═════ SOURCE DOCUMENT ═════
As can be seen, most of the work is just breaking the text into lines, so that they can be fed to the unit.

The result will be a unit of one paragraph, holding one chunk, corresponding to a single nameless holon.

ls_unit *LiterateSource::code_fragment_to_unit(ls_syntax *syntax,
    programming_language *language, text_stream *code, text_file_position tfp) {
    ls_unit *lsu = LiterateSource::begin_unit(NULL, syntax, language, NULL, NULL);
    LiterateSource::feed_paragraph_start(lsu, &tfp);
    LiterateSource::feed_code_start(lsu, &tfp);
    TEMPORARY_TEXT(buffer)
    for (int i=0; i<Str::len(code); i++) {
        inchar32_t c = Str::get_at(code, i);
        if (c == '\n') {
            LiterateSource::feed_code_line(lsu, &tfp, buffer);
            tfp.line_count++;
            Str::clear(buffer);
        } else {
            PUT_TO(buffer, c);
        }
    }
    if (Str::len(buffer) > 0) LiterateSource::feed_code_line(lsu, &tfp, buffer);
    DISCARD_TEXT(buffer)
═════ MATERIAL SUPPLIED ═════
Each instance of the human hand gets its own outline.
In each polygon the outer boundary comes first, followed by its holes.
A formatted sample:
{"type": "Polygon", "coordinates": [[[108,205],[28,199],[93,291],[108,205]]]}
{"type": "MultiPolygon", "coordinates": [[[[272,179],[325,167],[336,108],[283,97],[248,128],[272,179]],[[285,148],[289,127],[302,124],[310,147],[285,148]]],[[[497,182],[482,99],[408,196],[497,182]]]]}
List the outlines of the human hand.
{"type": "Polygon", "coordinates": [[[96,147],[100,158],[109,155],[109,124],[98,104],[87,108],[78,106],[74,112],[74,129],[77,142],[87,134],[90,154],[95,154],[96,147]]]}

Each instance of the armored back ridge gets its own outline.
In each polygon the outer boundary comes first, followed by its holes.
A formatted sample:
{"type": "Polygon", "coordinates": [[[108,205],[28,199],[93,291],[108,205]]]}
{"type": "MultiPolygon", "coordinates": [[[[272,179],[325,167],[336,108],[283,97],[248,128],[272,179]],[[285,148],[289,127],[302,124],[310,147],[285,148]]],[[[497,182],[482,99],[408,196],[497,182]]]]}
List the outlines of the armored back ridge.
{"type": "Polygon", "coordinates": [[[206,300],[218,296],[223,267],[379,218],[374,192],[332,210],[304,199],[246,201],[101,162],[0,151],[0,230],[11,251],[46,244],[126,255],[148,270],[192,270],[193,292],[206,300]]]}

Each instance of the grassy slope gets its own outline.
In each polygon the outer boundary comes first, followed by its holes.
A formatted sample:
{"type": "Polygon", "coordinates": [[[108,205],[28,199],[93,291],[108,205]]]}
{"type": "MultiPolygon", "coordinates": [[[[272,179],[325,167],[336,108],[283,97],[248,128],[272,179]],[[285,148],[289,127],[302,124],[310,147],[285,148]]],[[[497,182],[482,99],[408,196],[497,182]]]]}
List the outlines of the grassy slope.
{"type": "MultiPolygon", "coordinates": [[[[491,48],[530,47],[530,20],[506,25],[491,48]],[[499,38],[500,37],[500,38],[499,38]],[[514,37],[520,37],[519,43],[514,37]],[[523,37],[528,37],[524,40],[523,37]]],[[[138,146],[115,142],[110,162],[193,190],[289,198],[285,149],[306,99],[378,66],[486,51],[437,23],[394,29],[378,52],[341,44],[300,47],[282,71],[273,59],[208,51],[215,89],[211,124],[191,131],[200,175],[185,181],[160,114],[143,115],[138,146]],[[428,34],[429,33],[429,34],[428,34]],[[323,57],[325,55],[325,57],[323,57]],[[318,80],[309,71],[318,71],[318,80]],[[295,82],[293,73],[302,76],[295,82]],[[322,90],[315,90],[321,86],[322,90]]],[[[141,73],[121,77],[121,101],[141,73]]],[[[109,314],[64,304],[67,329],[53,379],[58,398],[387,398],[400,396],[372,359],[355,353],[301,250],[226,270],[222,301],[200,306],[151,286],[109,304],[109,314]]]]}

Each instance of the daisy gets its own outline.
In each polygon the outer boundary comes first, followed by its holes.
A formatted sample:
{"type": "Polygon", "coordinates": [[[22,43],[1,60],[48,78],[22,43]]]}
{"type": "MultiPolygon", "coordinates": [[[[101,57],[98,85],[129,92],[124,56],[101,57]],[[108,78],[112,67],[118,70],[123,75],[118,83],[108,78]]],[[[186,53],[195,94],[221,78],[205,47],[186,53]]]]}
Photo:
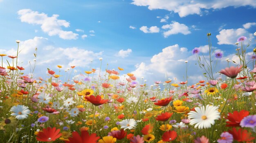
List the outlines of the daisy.
{"type": "Polygon", "coordinates": [[[137,125],[137,123],[133,119],[126,119],[124,120],[119,123],[121,125],[121,128],[124,129],[124,130],[128,129],[129,130],[133,128],[137,125]]]}
{"type": "Polygon", "coordinates": [[[68,98],[67,100],[63,102],[63,105],[64,106],[68,107],[75,103],[76,102],[73,100],[73,97],[68,98]]]}
{"type": "Polygon", "coordinates": [[[10,111],[13,112],[11,115],[16,116],[16,118],[19,120],[27,118],[28,114],[30,113],[28,107],[20,105],[13,106],[10,111]]]}
{"type": "Polygon", "coordinates": [[[45,104],[48,104],[50,101],[50,100],[52,99],[52,97],[50,97],[49,94],[44,93],[40,94],[37,98],[39,99],[39,102],[44,103],[45,104]]]}
{"type": "Polygon", "coordinates": [[[214,106],[206,106],[195,108],[195,111],[189,112],[188,118],[190,119],[189,124],[195,124],[195,128],[198,127],[200,129],[211,128],[211,125],[215,123],[214,120],[220,118],[218,108],[214,106]]]}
═════
- [AIM OF THE TASK] In two sentences, what does the passage on turning a code fragment into a unit say?

- [FINISHED EXERCISE] Most of the work is breaking the text into lines so they can be fed to the unit: each character is added to a buffer, and at every newline the buffered line is fed in and the buffer is cleared, with any remaining text fed in at the end. The result is a unit of one paragraph, holding one chunk, corresponding to a single nameless holon.